ARTICLE
[BEGIN]

Cloud Pub/Sub

         Have you ever had to process a large number of requests but were unable to do so because our computer's processing speed was insufficient to handle the load?

It's a terrible condition since eventually our service will stall or requests will start being timed out. Exactly this kind of circumstance calls for the employment of a tool called a message queue.

By simply adding the incoming request from the user to a queue, we can use the message queue. Then, our service can take these requests one at a time from the queue and handle them as it sees fit.


What is Cloud Pub/Sub?



As the name pub/sub indicates, cloud pub/sub supports a publisher-subscriber model. The objective of cloud pub/sub is to deliver reliable asynchronous messaging between applications. We can send and receive messages between separate apps using Cloud Pub/Sub which is a fully-managed real-time messaging service for event driven systems.


Core Concepts

  • Topic: To which publisher sends the messages.

  • Subscription: We must subscribe to the topic in order to receive the data published to it. The streaming message from a particular topic that will be sent to the subscribing application is represented by a subscription.

  • Message: Data to be published and subscribed.

  • Message attribute: The publisher can specify a key-value pair for the message depending on the language of the receiver.

 

How Pub/Sub works?

A publisher application creates and sends messages to a topic which is a named resource and the messages are stored until acknowledged by all subscribers. To receive these messages, a subscriber application creates a subscription to a topic. The subscriber receives a message by either cloud pub/sub pushing them to the subscriber’s chosen endpoint or by subscriber pulling them from the service. When the message is acknowledged by the subscriber, it is removed from the subscription backlog and not delivered again. The message itself can contain the payload and optional attributes that describe the payload content. 

Publisher-Subscriber Relationships

 

   One-to-many                    Many-to-one                     Many-to-many


Communication can be one-to-many also called fan-out, many-to-one or fan-in, and many-to-many, which means if subscriber x wants to receive messages from two different publishers, a and b, it can be achieved by creating two subscriptions corresponding to the topics for each publisher, which is a many-to-one model. Similarly, if two different applications want to subscribe to the same message from a publisher, then it can be achieved by creating two different subscriptions from the same topic, which is a one-to-many model.

[END]

DATA LINES
[BEGIN]

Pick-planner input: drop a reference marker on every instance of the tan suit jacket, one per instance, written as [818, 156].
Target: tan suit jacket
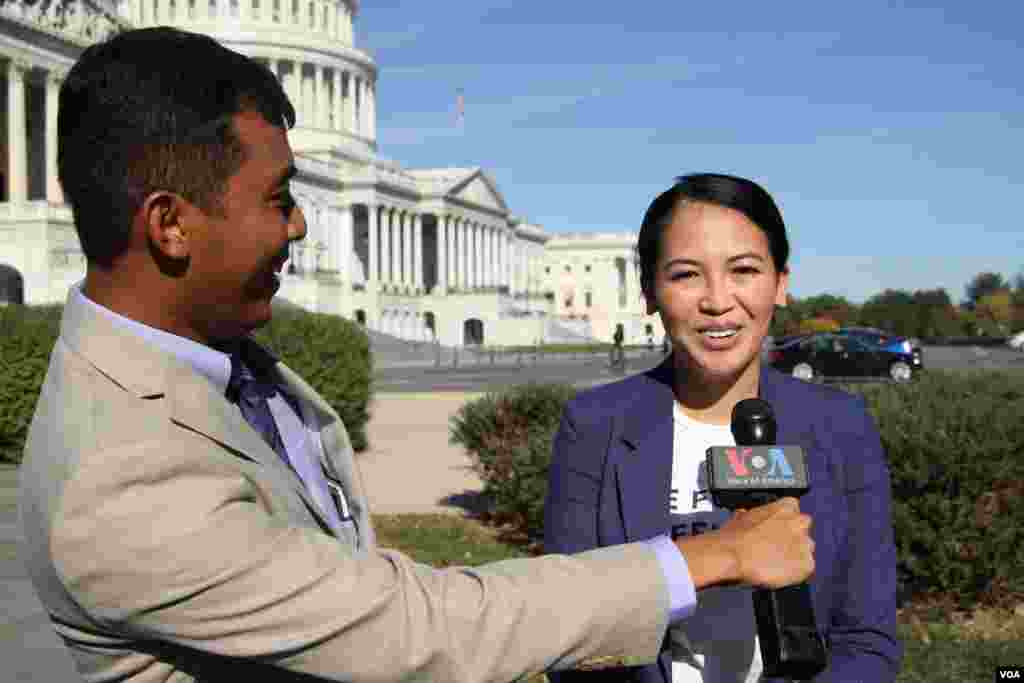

[END]

REQUIREMENTS
1. Based on the Cloud Pub/Sub article, explain in one to three sentences why a message queue is called for when requests arrive faster than a computer can process them.
2. Repeat the passage in the Cloud Pub/Sub article starting with "Have you ever" and going on through "it sees fit.", word for word.

RESPONSES
1. When the computer's processing speed cannot handle the load, the service eventually stalls or requests start timing out. A message queue solves this because incoming requests are added to the queue, and the service then takes them one at a time and handles them as it sees fit.

2.
Have you ever had to process a large number of requests but were unable to do so because our computer's processing speed was insufficient to handle the load?

It's a terrible condition since eventually our service will stall or requests will start being timed out. Exactly this kind of circumstance calls for the employment of a tool called a message queue.

By simply adding the incoming request from the user to a queue, we can use the message queue. Then, our service can take these requests one at a time from the queue and handle them as it sees fit.